| PROBLEM DETAILS |
Please show all lines of the records that include "wall".

| SOURCE RECORDS |

-- Opening Marker --

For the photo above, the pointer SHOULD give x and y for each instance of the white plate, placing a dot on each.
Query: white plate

-- Closing Marker --
-- Opening Marker --

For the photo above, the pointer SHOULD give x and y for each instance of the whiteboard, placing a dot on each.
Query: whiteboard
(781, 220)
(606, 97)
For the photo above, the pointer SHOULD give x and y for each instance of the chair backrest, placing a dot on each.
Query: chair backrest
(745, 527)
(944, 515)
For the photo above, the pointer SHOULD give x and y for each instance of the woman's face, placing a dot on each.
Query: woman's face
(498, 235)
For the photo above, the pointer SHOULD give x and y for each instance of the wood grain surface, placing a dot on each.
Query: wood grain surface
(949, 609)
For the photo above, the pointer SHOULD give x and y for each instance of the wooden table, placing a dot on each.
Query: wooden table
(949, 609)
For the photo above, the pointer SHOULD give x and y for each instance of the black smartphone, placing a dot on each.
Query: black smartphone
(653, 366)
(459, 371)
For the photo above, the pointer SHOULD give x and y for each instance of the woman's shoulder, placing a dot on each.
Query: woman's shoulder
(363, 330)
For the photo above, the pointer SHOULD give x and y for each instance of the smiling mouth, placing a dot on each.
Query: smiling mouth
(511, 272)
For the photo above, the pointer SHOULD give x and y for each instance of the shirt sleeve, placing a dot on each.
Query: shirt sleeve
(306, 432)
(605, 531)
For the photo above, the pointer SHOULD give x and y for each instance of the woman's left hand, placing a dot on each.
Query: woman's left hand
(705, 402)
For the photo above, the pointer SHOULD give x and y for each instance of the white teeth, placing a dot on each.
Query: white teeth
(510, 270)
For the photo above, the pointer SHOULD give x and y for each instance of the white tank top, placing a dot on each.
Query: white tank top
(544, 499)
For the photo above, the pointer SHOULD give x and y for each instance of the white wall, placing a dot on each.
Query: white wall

-- Closing Marker --
-- Opening Marker --

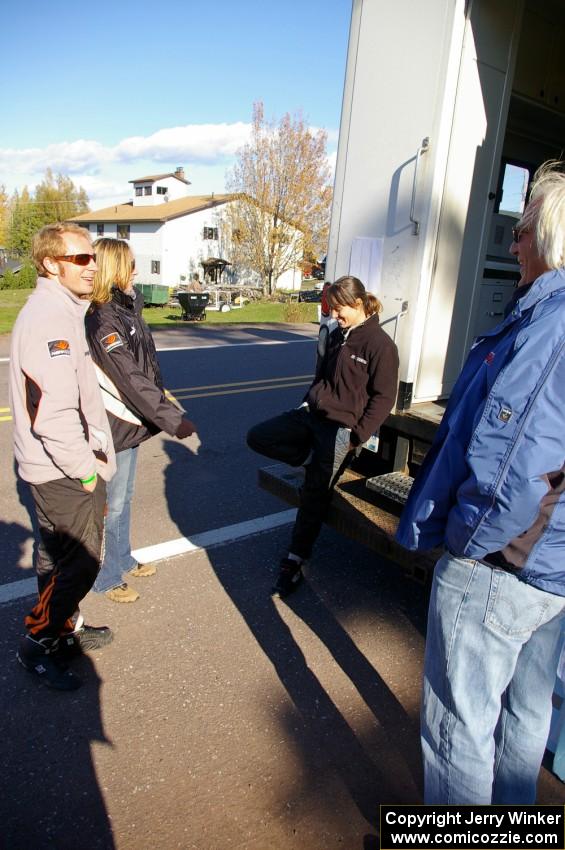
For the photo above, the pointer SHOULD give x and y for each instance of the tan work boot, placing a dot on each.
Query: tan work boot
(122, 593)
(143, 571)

-- Closing Marker --

| TASK RESPONSE |
For the photo above, the pointer SHOULD give x and y for each instance of the white wall, placing a dot on each.
Query: white wall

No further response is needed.